Congregation Emanu-El of New York
Temple Emanu-El of New York was the first Reform Jewish congregation in New York City and, because of its size and prominence, has served as a flagship congregation in the Reform branch of Judaism since its founding in 1845. Its landmark Romanesque Revival building on Fifth Avenue is one of the largest synagogues in the world. It is slightly larger than the Budapest Great Synagogue, the largest in Eurasia. Emanu-El means "God is with us" in Hebrew.
The congregation is located at 1 East 65th Street on the Upper East Side of Manhattan.
The congregation was founded by 33 mainly German Jews who assembled for services in April 1845 in a rented hall near Grand and Clinton Streets in Manhattan's Lower East Side. The first services they held were highly traditional. The Temple (as it became known) moved several times as the congregation grew larger and wealthier.

###

• **What this task involves**
Continue the passage on Temple Emanu-El of New York, picking up after its last sentence.

• **Provided material**
###

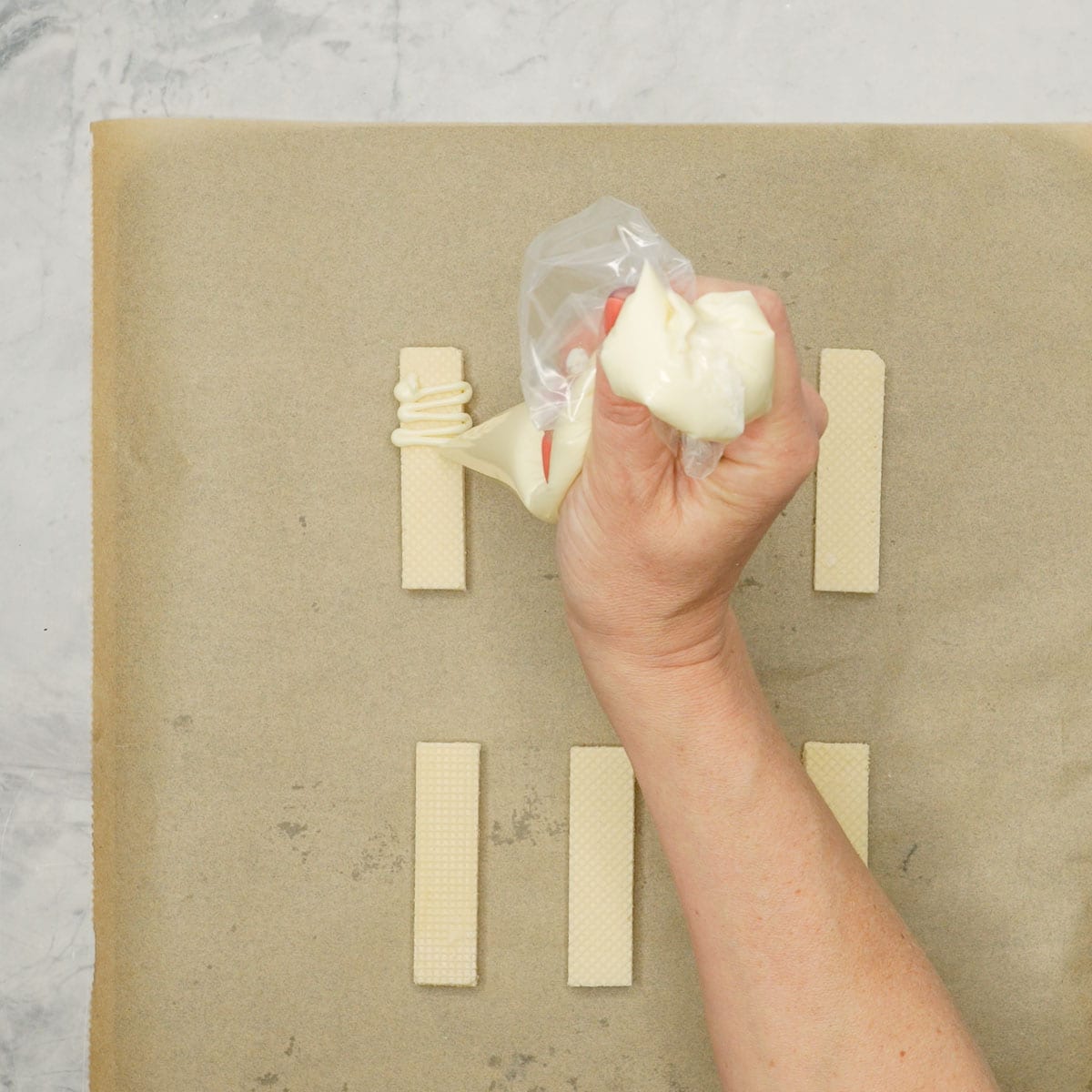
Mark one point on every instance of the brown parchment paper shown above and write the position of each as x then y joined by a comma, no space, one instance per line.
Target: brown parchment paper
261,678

###

• **Output**
In October 1847, the congregation relocated to a former Methodist church at 56 Chrystie Street. The congregation commissioned architect Leopold Eidlitz to draw up plans for renovation of the church into a synagogue. Radical departures from Orthodox religious practice were soon introduced to Temple Emanu-El, setting precedents which proclaimed the principles of 'classical' Reform Judaism in America. In 1848, the German vernacular spoken by the congregants replaced the traditional liturgical language of Hebrew in prayer books. Instrumental music, formerly banished from synagogues, was first played during services in 1849, when an organ was installed. In 1853, the tradition of calling congregants for aliyot was abolished (but retained for bar mitzvah ceremonies), leaving the reading of the Torah exclusively to the presiding rabbi. By 1869 the Chrystie Street building became the home of Congregation Beth Israel Bikur Cholim.
Further changes were made in 1854 when Temple Emanu-El moved to 12th Street. Most controversially, mixed seating was adopted, allowing families to sit together, instead of segregating the sexes on opposite sides of a mechitza. After much heated debate, the congregation also resolved to observe Rosh Hashanah for only one day rather than the customary two.
In 1857 after the death of Founding Rabbi Merzbacher, German speakers still formed a majority of the congregation and appointed another German Jew, Samuel Adler, to be his successor.
The 1870s and 1880s witnessed further departures from traditional ritual. Men could now pray without wearing kippot to cover their heads. Bar mitzvah ceremonies were no longer held. The Union Prayer Book was adopted in 1895.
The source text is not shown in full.